___ Given passage ___

Dunas de Genipabu Ecological Park

Considered the second largest urban park in Brazil. It includes 1,172 hectares of land, and allows for observation of several vegetable and animal species, which are typical of the Atlantic Forest. The tour is along a trail, accompanied by trained guides. The park also has a jogging track, and stays open for visitors from Tuesday to Sunday.


Museu de Arte Sacra, Espaço Cultural Palácio Potengi, Instituto Histórico e Geográfico do Rio Grande do Norte, Museu da Cultura Popular, Museum Camara Cascudo, Memorial Camara Cascudo.


The Aquarium was founded and is run by a family of biologists and retired environmentalists. Besides the exhibit, the aquarium also serves as a surgery center for sea animals. The Aquarium is located between the Oceânica Avenue and the beach. The Aquarium exhibits about 60 marine species. There are about 30 small aquariums, where the species are put individually or in small groups of 2 or 3 species. Most species were collected at the Brazilian and Rio Grande do Norte coast. Species include several kinds of fish (including piranhas), sea horses, shrimps, lobsters, stingrays, octopussy, etc. In a refrigerated aquarium, there is a couple of pinguins.

Cashew Tree

The biggest cashew tree in the world. It's registered in the Guiness book as the tree which covers the largest area, 8,400 square meters; that's bigger than a normal football field. Because of a genetic mutation, the branches of this tree grows sideways, instead of upwards; when a branch touches the ground, it doesn't create roots, but a new ramification starts to grow.


International Airport

Located virtually at sea level (169 ft), with favorable weather and geographic conditions, Augusto Severo International Airport in Parnamirim is 18 kilometers (11 mi) from Natal (RN). It takes its name from Augusto Severo de Albuquerque Maranhão, a native son of that state who died in an accident in France in 1902. The airport has a total area of 11.3 thousand square meters and capacity for 1.2 million passengers a year. The installations and passenger terminals are air conditioned with equipment that can put out 630 tons of cooled air. With an area of 5.5 million square meters, the airport complex operates with 16,482 square meters of passenger and cargo terminals and administrative and maintenance installations. There are 6,224 meters of runways and 61.5 square meters of apron space, providing connections from the greater Natal region to the main centers of the world. The airport is the only one in the Northeast Region to receive charter flights from Scandinavia and England.

___ Data provided ___

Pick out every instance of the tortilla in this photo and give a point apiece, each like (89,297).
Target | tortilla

___

Problems to work on:
1. In the sightseeing text, how large an area does the cashew tree cover?
2. Pick up the sightseeing text after its last sentence and carry it on.

Results of the tasks:
1. 8,400 square meters

2.
Natal is connected to the main cities of Brazil by the BR-101 and BR-304.



The Port of Natal is specialized in cold storage cargo such as fruit, fish and shrimp, among others. It has its own customs facilities and is connected to Europe by direct navigation lines, mainly to the ports of Vigo, Rotterdam and Sheerness, which allows great agility and reduced costs for the shipment of your products. Besides having a modern infrastructure, competitive prices and qualified professionals, the access to the management of the Port is easy, meaning less bureaucracy for your transactions.


Neighborhoods of Natal:

North Zone

  • Potengi
  • Redinha
  • Pajuçara
  • Igapó
  • Panatis
  • Santa Catarina
  • Parque dos Coqueiros
  • Alvorada
  • Nossa Senhora da Apresentação
  • Vale Dourado
  • Nova Natal
  • Salinas
  • Lagoa Azul

East Zone

  • Cidade Alta
  • Petrópolis
  • Tirol
  • Alecrim
  • Ribeira
  • Rocas
  • Barro Vermelho
  • Santos Reis
  • Praia do Meio
  • Areia Preta
  • Mãe Luíza

West Zone

  • Quintas
  • Nordeste
  • Dix-Sept Rosado
  • Bom Pastor
  • Nossa Senhora de Nazaré
  • Cidade da Esperança
  • Cidade Nova
  • Planalto
  • km 6
  • Felipe Camarão
  • Guarapes

South Zone

  • Ponta Negra
  • Lagoa Nova
  • Capim Macio
  • Candelária
  • Neópolis
  • Nova Descoberta
  • Jiqui
  • Pirangi
  • Pitimbú


Natal provides visitors and residents with various sport activities.

Natal is one of the 18 remaining candidates to host games of the 2014 FIFA World Cup, which Brazil is scheduled to host.

David Beckham has announced plans for a football academy in Natal, to coincide with the 2014 World Cup.